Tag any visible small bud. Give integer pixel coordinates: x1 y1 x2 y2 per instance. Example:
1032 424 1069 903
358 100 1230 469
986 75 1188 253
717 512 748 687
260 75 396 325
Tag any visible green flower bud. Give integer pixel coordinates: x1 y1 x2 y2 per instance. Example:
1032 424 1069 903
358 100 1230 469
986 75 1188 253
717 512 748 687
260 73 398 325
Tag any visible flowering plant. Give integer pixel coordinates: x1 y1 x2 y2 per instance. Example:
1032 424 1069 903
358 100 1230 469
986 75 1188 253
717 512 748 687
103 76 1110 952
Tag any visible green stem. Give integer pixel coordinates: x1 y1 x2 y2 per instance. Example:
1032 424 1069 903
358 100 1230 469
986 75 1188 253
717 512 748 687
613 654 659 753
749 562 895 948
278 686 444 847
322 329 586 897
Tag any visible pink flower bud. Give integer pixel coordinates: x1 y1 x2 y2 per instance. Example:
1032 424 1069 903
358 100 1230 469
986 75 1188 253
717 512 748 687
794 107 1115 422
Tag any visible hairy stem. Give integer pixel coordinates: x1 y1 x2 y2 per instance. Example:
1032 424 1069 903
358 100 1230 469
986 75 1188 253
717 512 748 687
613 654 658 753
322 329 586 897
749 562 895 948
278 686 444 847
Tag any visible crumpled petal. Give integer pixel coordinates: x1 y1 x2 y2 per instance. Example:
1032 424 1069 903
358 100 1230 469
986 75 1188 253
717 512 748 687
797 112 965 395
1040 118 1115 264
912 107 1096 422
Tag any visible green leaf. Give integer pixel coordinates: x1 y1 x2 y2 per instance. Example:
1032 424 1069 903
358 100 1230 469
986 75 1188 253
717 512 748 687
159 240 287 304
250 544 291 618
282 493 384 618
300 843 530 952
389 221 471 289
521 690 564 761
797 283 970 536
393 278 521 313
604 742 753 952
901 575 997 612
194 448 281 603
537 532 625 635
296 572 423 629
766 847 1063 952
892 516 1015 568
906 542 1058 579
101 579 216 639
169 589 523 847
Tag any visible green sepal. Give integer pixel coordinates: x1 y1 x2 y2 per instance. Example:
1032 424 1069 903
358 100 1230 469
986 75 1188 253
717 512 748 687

════════

Rewrite every row above with "Tag any visible" replaced by "Outline each visible" and everything else unchanged.

Outline each visible small bud. Give integer pixel coordinates: x1 y1 x2 y2 per instance. Example:
1032 424 1069 903
358 100 1230 469
986 75 1188 253
717 512 748 687
260 75 396 325
Outline each visible green flower bud. Give integer pixel coordinates: x1 y1 x2 y2 per instance. Example:
1032 424 1069 903
358 100 1230 469
986 75 1188 253
717 512 748 687
260 73 398 325
Outline each visible flowering plant. Give integer pixel coordinates: x1 y1 x2 y2 per instance. Example:
1032 424 1069 903
358 100 1230 469
986 75 1188 253
717 512 748 687
103 76 1110 952
Outline each visible green stem. Give integer pixel coordinates: x1 y1 x2 y2 per instance. Example:
1032 424 1069 903
358 100 1230 469
986 75 1188 253
717 512 748 687
613 654 659 753
749 562 895 948
278 686 444 847
322 329 586 897
Outline each visible pink flower bud. Give integer pixel coordinates: x1 y1 x2 y2 per instance. Example:
1032 424 1069 903
358 100 1230 469
986 75 1188 253
717 512 748 687
794 107 1115 422
Outline each visible hairy stem. Give integer pixel coordinates: x1 y1 x2 y2 per instance. Example:
1032 424 1069 903
358 100 1230 469
986 75 1188 253
717 512 748 687
613 654 658 753
322 329 586 897
749 562 895 948
278 686 444 847
Outline each visible crumpled petal. Give integer pixel coordinates: x1 y1 x2 y2 per instance. Example:
1032 424 1069 903
358 100 1230 469
986 75 1188 253
717 512 748 687
797 112 965 395
1040 118 1115 264
912 107 1096 422
Outline each visible green leaf. Give integer pixel coordinates: x1 y1 x2 y2 per instance. Example:
1032 424 1069 903
358 100 1230 469
986 75 1188 253
717 512 748 687
159 240 287 304
250 544 291 618
282 493 384 618
300 843 530 952
389 221 471 289
521 690 564 761
797 283 970 536
393 278 521 313
604 742 753 952
901 575 997 612
194 448 281 603
537 532 625 635
296 572 423 629
766 847 1063 952
892 516 1015 568
906 542 1058 579
101 579 216 639
169 589 523 847
Outline each visible green sepal. Give integer pixel coordinates: x1 y1 x2 y2 per instance. Example:
1032 424 1069 903
358 100 1230 469
986 75 1188 253
717 512 748 687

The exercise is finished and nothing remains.